= DATA RECORDS =

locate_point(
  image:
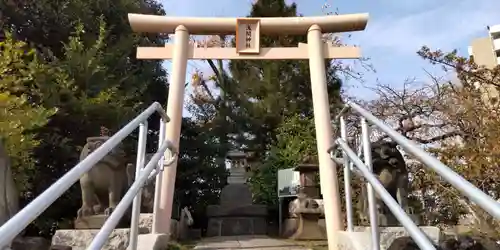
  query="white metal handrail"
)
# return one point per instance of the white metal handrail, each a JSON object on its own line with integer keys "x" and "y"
{"x": 365, "y": 169}
{"x": 23, "y": 218}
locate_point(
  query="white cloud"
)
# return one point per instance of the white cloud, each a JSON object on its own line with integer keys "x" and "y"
{"x": 443, "y": 25}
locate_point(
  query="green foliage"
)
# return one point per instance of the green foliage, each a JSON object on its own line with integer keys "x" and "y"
{"x": 90, "y": 75}
{"x": 295, "y": 139}
{"x": 20, "y": 70}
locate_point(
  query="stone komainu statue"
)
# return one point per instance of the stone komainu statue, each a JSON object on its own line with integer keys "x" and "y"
{"x": 390, "y": 168}
{"x": 105, "y": 184}
{"x": 9, "y": 196}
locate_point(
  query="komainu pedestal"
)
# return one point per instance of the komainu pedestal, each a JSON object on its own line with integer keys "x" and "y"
{"x": 236, "y": 215}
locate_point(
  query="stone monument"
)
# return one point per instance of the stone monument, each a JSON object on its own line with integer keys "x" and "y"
{"x": 236, "y": 214}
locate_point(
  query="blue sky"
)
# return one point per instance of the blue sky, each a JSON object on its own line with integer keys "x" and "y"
{"x": 396, "y": 30}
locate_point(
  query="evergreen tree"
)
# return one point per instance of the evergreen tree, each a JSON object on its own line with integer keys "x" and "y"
{"x": 271, "y": 91}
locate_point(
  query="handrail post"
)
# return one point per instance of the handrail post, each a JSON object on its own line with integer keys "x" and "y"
{"x": 139, "y": 165}
{"x": 159, "y": 178}
{"x": 367, "y": 152}
{"x": 347, "y": 178}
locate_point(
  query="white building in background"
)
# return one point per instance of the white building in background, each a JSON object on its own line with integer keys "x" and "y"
{"x": 486, "y": 52}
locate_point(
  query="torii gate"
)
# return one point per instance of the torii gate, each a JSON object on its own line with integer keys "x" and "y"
{"x": 248, "y": 31}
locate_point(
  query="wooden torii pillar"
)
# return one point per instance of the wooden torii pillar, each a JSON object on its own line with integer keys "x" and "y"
{"x": 248, "y": 31}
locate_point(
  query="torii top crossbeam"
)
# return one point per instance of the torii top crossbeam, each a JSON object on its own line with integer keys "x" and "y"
{"x": 268, "y": 25}
{"x": 248, "y": 31}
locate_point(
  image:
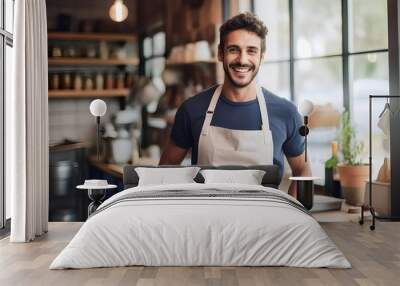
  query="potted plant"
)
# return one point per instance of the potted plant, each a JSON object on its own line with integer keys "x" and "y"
{"x": 352, "y": 172}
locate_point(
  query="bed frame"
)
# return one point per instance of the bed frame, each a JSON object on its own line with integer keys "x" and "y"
{"x": 271, "y": 178}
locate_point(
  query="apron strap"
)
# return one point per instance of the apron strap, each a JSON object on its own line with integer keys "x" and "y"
{"x": 264, "y": 113}
{"x": 211, "y": 109}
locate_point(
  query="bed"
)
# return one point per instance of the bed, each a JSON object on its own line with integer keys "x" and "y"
{"x": 198, "y": 224}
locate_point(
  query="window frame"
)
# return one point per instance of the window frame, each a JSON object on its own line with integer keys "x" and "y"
{"x": 6, "y": 39}
{"x": 345, "y": 54}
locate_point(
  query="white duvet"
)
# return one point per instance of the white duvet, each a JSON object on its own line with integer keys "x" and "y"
{"x": 200, "y": 231}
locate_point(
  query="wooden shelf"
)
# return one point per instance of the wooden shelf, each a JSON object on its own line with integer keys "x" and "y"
{"x": 91, "y": 36}
{"x": 208, "y": 62}
{"x": 94, "y": 62}
{"x": 88, "y": 93}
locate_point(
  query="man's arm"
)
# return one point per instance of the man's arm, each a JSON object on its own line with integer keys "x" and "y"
{"x": 299, "y": 168}
{"x": 172, "y": 155}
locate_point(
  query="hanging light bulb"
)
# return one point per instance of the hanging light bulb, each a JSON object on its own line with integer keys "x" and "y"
{"x": 118, "y": 11}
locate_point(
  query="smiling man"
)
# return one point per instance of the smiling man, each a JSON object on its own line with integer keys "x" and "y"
{"x": 239, "y": 122}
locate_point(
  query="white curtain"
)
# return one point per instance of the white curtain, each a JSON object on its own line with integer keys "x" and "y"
{"x": 27, "y": 124}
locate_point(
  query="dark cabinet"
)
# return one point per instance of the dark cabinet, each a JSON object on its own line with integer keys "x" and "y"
{"x": 67, "y": 169}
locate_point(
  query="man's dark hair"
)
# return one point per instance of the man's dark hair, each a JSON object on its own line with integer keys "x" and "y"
{"x": 246, "y": 21}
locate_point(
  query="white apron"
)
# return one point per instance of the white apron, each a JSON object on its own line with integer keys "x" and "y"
{"x": 223, "y": 146}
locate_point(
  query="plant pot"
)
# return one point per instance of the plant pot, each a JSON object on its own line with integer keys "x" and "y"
{"x": 352, "y": 181}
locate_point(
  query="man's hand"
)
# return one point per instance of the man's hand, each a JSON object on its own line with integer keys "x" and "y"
{"x": 172, "y": 155}
{"x": 299, "y": 168}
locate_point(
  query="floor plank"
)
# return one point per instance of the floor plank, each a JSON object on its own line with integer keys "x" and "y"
{"x": 375, "y": 257}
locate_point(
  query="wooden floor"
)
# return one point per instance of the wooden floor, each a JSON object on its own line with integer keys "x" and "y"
{"x": 375, "y": 257}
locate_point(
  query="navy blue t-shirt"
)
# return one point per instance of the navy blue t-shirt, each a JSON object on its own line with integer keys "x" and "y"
{"x": 284, "y": 122}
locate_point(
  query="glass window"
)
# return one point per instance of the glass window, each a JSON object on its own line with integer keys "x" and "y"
{"x": 370, "y": 76}
{"x": 319, "y": 80}
{"x": 317, "y": 28}
{"x": 368, "y": 25}
{"x": 275, "y": 15}
{"x": 275, "y": 78}
{"x": 9, "y": 15}
{"x": 147, "y": 47}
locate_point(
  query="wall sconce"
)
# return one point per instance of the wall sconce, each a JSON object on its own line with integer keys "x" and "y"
{"x": 118, "y": 11}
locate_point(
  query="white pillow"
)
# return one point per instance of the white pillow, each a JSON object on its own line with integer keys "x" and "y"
{"x": 163, "y": 176}
{"x": 249, "y": 177}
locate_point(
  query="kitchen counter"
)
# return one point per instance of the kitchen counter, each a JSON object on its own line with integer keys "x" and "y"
{"x": 117, "y": 169}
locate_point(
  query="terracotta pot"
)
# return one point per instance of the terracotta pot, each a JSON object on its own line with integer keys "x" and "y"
{"x": 352, "y": 181}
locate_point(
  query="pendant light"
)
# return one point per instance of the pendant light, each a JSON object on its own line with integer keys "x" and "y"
{"x": 118, "y": 11}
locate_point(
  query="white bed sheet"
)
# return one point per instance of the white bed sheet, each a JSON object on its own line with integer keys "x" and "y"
{"x": 200, "y": 231}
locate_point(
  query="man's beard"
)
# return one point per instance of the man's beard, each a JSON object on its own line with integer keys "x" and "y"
{"x": 235, "y": 83}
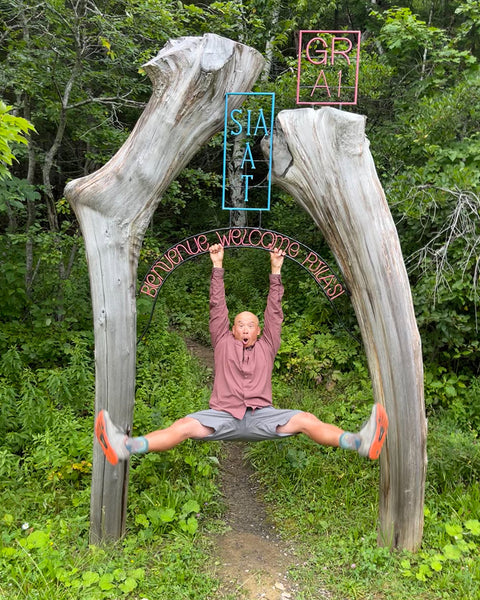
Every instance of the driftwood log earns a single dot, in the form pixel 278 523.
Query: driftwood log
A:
pixel 322 158
pixel 114 205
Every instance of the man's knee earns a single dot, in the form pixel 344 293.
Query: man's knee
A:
pixel 306 421
pixel 188 427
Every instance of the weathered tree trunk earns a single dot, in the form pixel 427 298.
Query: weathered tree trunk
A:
pixel 322 158
pixel 114 205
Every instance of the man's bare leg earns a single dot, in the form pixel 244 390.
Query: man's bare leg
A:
pixel 367 442
pixel 116 445
pixel 320 432
pixel 179 431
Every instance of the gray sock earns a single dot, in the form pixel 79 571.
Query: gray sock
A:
pixel 137 445
pixel 350 441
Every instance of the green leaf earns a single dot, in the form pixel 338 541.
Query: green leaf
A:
pixel 189 507
pixel 105 582
pixel 89 578
pixel 452 552
pixel 128 585
pixel 473 525
pixel 37 539
pixel 167 514
pixel 453 530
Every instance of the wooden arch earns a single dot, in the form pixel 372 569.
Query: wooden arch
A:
pixel 322 159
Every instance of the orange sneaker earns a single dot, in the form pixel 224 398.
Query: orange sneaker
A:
pixel 111 438
pixel 373 433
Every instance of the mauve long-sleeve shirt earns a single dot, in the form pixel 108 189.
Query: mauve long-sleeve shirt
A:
pixel 243 376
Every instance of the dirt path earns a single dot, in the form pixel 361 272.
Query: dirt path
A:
pixel 252 562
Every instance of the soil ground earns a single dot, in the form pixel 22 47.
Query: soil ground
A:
pixel 252 562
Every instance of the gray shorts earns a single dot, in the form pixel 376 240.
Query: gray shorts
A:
pixel 256 425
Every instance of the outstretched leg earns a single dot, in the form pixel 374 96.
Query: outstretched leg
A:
pixel 116 445
pixel 367 442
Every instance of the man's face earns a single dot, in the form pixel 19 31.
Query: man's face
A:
pixel 246 329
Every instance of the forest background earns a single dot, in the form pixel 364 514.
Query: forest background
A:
pixel 72 87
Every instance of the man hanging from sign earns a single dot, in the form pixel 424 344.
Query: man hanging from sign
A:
pixel 241 401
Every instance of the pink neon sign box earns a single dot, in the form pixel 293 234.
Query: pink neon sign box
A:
pixel 328 63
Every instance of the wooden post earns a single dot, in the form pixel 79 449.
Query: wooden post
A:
pixel 322 158
pixel 114 205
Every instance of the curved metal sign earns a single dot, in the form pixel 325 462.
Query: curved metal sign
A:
pixel 242 237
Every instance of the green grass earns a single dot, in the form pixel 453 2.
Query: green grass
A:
pixel 327 501
pixel 323 500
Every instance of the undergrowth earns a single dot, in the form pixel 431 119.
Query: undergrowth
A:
pixel 325 501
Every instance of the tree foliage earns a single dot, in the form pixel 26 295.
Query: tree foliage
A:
pixel 74 71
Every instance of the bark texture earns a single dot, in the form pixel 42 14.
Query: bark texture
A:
pixel 114 205
pixel 322 158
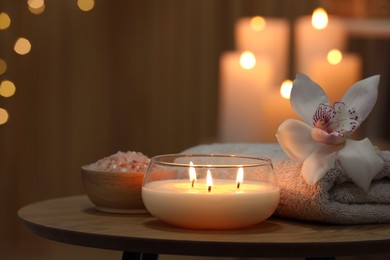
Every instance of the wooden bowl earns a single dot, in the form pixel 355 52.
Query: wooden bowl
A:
pixel 114 192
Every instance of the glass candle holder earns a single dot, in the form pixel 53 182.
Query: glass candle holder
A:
pixel 210 191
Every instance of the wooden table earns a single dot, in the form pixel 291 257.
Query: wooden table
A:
pixel 74 220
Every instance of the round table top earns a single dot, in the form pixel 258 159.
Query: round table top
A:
pixel 75 220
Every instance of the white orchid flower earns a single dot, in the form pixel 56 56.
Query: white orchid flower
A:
pixel 323 138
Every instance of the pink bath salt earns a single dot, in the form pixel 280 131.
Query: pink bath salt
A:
pixel 122 162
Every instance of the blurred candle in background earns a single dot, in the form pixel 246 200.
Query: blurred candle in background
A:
pixel 245 80
pixel 268 37
pixel 335 72
pixel 315 36
pixel 275 109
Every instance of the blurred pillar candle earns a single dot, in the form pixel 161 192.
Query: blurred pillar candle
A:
pixel 277 109
pixel 316 35
pixel 266 37
pixel 244 81
pixel 336 72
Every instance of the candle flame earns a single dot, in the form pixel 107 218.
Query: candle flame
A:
pixel 209 181
pixel 240 177
pixel 192 174
pixel 257 23
pixel 334 56
pixel 247 60
pixel 319 19
pixel 285 89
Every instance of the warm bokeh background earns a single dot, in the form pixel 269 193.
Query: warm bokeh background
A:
pixel 137 75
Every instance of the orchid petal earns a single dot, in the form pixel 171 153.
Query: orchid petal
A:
pixel 362 96
pixel 360 161
pixel 322 136
pixel 305 97
pixel 318 163
pixel 295 139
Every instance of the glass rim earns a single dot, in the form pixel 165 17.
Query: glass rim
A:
pixel 262 161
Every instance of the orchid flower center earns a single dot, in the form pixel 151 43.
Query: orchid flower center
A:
pixel 332 125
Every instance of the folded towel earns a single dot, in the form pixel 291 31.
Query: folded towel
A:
pixel 334 199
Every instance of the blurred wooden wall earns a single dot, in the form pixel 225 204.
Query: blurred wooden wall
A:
pixel 129 75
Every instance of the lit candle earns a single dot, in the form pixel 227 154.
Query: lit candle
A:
pixel 209 181
pixel 245 78
pixel 192 174
pixel 317 35
pixel 212 203
pixel 240 177
pixel 336 72
pixel 266 37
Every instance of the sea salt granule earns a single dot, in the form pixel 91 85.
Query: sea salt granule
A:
pixel 122 162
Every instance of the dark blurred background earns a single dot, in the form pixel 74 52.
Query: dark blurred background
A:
pixel 128 75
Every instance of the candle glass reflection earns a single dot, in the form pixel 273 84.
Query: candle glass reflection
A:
pixel 227 191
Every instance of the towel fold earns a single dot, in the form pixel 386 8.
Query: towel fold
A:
pixel 334 199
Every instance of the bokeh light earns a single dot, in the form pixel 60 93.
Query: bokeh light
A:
pixel 334 56
pixel 247 60
pixel 285 89
pixel 36 6
pixel 3 116
pixel 85 5
pixel 319 19
pixel 5 21
pixel 22 46
pixel 3 66
pixel 257 23
pixel 7 88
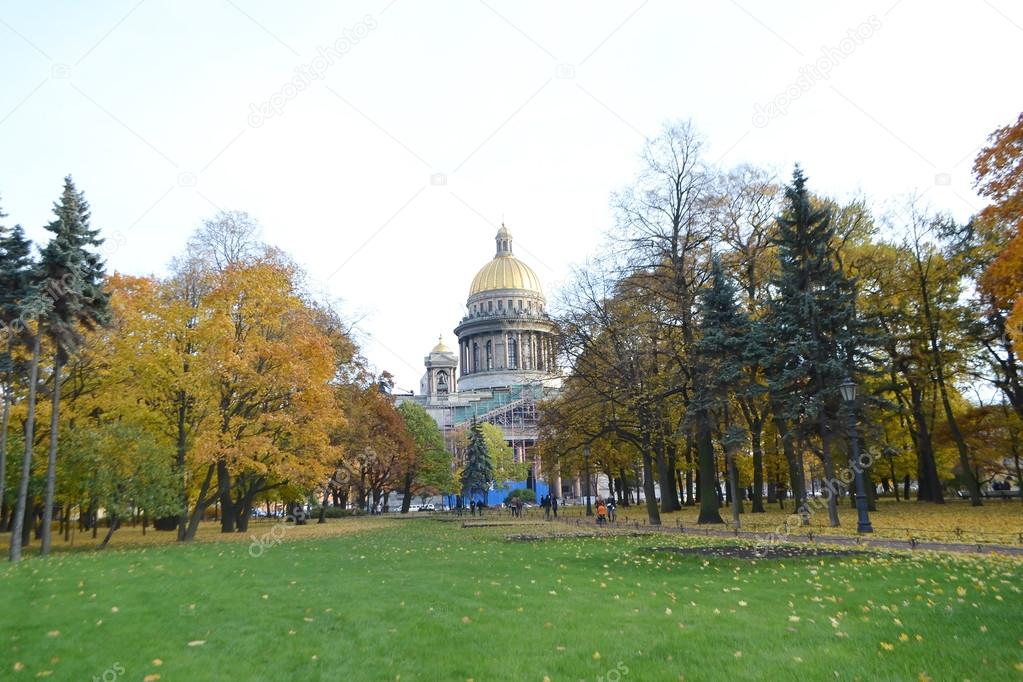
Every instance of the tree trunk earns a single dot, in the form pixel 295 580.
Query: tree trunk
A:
pixel 929 487
pixel 666 475
pixel 115 525
pixel 653 513
pixel 326 498
pixel 7 387
pixel 971 481
pixel 30 432
pixel 202 502
pixel 737 501
pixel 705 454
pixel 756 439
pixel 625 486
pixel 179 460
pixel 406 493
pixel 690 495
pixel 939 371
pixel 51 462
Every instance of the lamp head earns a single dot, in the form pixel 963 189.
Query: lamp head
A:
pixel 848 389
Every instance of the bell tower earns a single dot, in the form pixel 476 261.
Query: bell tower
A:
pixel 442 366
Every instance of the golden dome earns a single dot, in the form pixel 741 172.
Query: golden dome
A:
pixel 441 348
pixel 505 271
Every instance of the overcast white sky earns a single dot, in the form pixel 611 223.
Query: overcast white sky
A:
pixel 533 111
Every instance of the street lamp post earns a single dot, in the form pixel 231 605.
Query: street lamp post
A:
pixel 585 457
pixel 848 389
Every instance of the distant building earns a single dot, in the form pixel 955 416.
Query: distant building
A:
pixel 503 364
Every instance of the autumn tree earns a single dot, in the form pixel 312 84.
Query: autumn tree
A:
pixel 812 326
pixel 15 262
pixel 720 371
pixel 429 461
pixel 998 172
pixel 478 473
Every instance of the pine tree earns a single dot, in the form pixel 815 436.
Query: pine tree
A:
pixel 74 275
pixel 15 263
pixel 479 470
pixel 720 368
pixel 812 327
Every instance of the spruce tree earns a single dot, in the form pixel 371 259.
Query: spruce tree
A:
pixel 479 470
pixel 720 370
pixel 74 275
pixel 812 327
pixel 32 308
pixel 15 263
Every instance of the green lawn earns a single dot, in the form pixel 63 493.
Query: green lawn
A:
pixel 421 599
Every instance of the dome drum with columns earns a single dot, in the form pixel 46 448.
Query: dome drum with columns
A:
pixel 505 336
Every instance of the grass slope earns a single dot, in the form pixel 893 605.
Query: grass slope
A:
pixel 419 599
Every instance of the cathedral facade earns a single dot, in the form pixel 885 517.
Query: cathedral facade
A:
pixel 502 365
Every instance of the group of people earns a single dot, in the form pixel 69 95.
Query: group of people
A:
pixel 474 508
pixel 549 505
pixel 606 512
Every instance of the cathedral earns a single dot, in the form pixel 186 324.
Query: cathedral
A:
pixel 503 364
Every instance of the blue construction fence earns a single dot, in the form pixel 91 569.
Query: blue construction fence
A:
pixel 495 496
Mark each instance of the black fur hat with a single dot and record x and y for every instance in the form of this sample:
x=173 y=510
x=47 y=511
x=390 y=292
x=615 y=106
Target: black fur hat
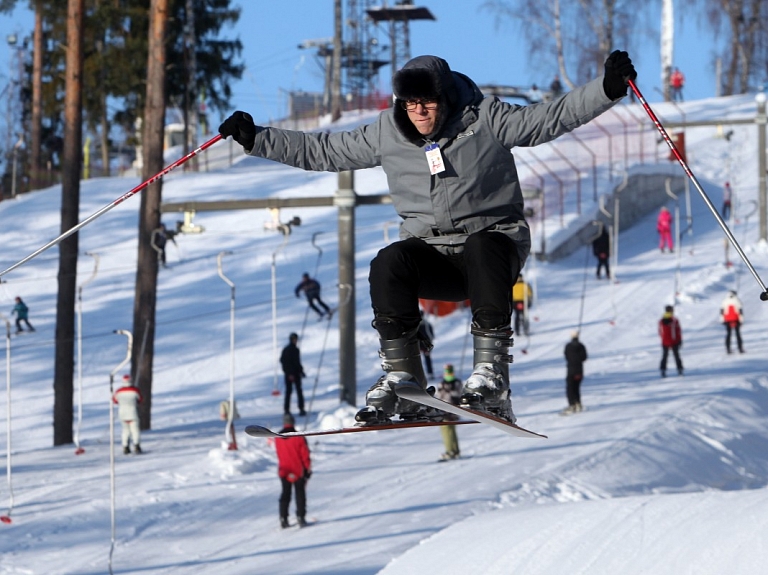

= TASK ITEM =
Return a copy of each line in the entries that carries the string "pink".

= REPLY =
Every instance of the pink neon sign box earns a single dot, in the form pixel 293 234.
Query: pink neon sign box
Every instance of the pink bath salt earns a single dot, in the form pixel 280 131.
Query: pink bath salt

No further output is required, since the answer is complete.